**What the task asks**
Without the pictures, reproduce the entries below exactly.

----- Information given

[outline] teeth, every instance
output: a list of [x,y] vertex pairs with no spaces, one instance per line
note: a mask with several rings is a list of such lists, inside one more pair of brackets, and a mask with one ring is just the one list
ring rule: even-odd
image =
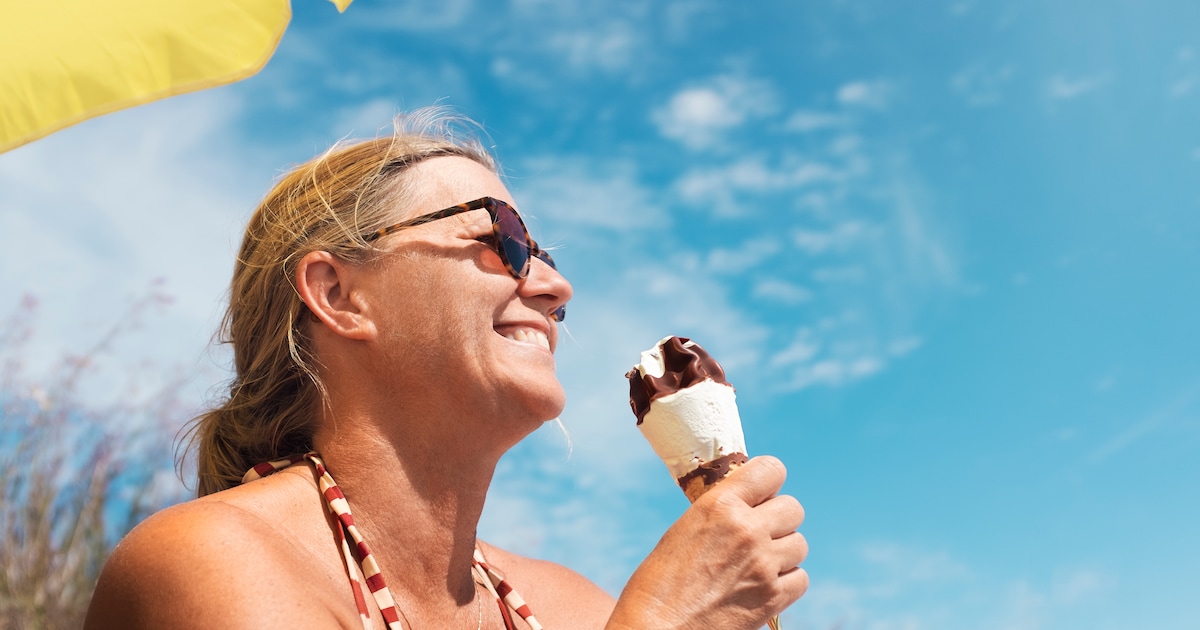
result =
[[548,339],[546,337],[546,335],[543,334],[541,331],[520,328],[520,329],[516,330],[515,332],[505,335],[505,337],[508,339],[512,339],[513,341],[519,341],[521,343],[531,343],[534,345],[541,346],[547,350],[550,349],[550,339]]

----------

**Written solution**
[outline] teeth, every instance
output: a list of [x,y] vertex pairs with no spaces, one instance per line
note: a mask with several rings is a list of such lists, inside one more pair of brackets, and a mask with one ring is just the one list
ring rule: even-odd
image =
result =
[[548,339],[546,337],[546,335],[543,334],[541,331],[520,328],[520,329],[516,330],[515,332],[505,335],[505,337],[508,339],[512,339],[513,341],[519,341],[521,343],[531,343],[534,345],[541,346],[547,350],[550,349],[550,339]]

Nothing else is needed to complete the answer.